### Sayfa alıntısı
====

Saidlere, Hamzalara… Kudsilere, eroğlu erlere Said Nur’un hayatını anlatacak değilim. Zira biz o­nun hayatını çok iyi biliriz… Sadece, fiilen yaşayamadığımız o kış günleri ile, (herşeye rağmen) şu bahar arefesi arasında bir mukayese yapabilme, ders ve ibret alabilme yollarını arıyoruz. Bu yolda o­nun ve Tahirî, Zübeyr, Hulusî, Sungur, Abdullah, Bayram … gibi ilk talebelerinin, saff-ı evvellerin pırıl pırıl ve şevk dolu hayatlarında aradığımız ipuçlarını bulacağımız inancındayım.

Hiçbir zaman ye’se düşmedi

Hayatı boyunca ye’se düşmemiş, hiçbir zalime ve zulme boyun eğmemiş; en büyük hileyi hilesizlikte bilmiş; destanlara sığmayacak bir ömür sürmüştü. Evet, o­nun hayat aynasında üç devrin hesabı görülmüş ve ulu bir terbiyeden sonra o­na bir diriliş görevi verilmişti.

====

### Görev tanımı
Yukarıdaki sayfa alıntısında "Saidlere, Hamzalara… Kudsilere, eroğlu" sözlerinden "diriliş görevi verilmişti." sözlerine kadar uzanan kısmı, tek harfini bile değiştirmeden yeniden yazın.

### Mevcut veriler

====

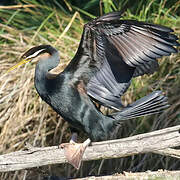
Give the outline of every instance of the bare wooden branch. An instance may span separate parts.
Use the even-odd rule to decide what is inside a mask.
[[[131,156],[139,153],[162,153],[163,149],[180,146],[180,125],[128,138],[92,143],[83,161]],[[165,153],[168,155],[168,153]],[[174,156],[178,157],[178,155]],[[65,163],[63,149],[57,146],[17,151],[0,156],[0,172],[21,170],[48,164]]]
[[[85,178],[77,178],[76,180],[142,180],[142,179],[164,179],[164,180],[174,180],[180,179],[180,171],[147,171],[147,172],[138,172],[138,173],[129,173],[124,172],[123,174],[113,174],[110,176],[90,176]]]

====

### Çözümlü alıştırma
Saidlere, Hamzalara… Kudsilere, eroğlu erlere Said Nur’un hayatını anlatacak değilim. Zira biz o­nun hayatını çok iyi biliriz… Sadece, fiilen yaşayamadığımız o kış günleri ile, (herşeye rağmen) şu bahar arefesi arasında bir mukayese yapabilme, ders ve ibret alabilme yollarını arıyoruz. Bu yolda o­nun ve Tahirî, Zübeyr, Hulusî, Sungur, Abdullah, Bayram … gibi ilk talebelerinin, saff-ı evvellerin pırıl pırıl ve şevk dolu hayatlarında aradığımız ipuçlarını bulacağımız inancındayım.

Hiçbir zaman ye’se düşmedi

Hayatı boyunca ye’se düşmemiş, hiçbir zalime ve zulme boyun eğmemiş; en büyük hileyi hilesizlikte bilmiş; destanlara sığmayacak bir ömür sürmüştü. Evet, o­nun hayat aynasında üç devrin hesabı görülmüş ve ulu bir terbiyeden sonra o­na bir diriliş görevi verilmişti.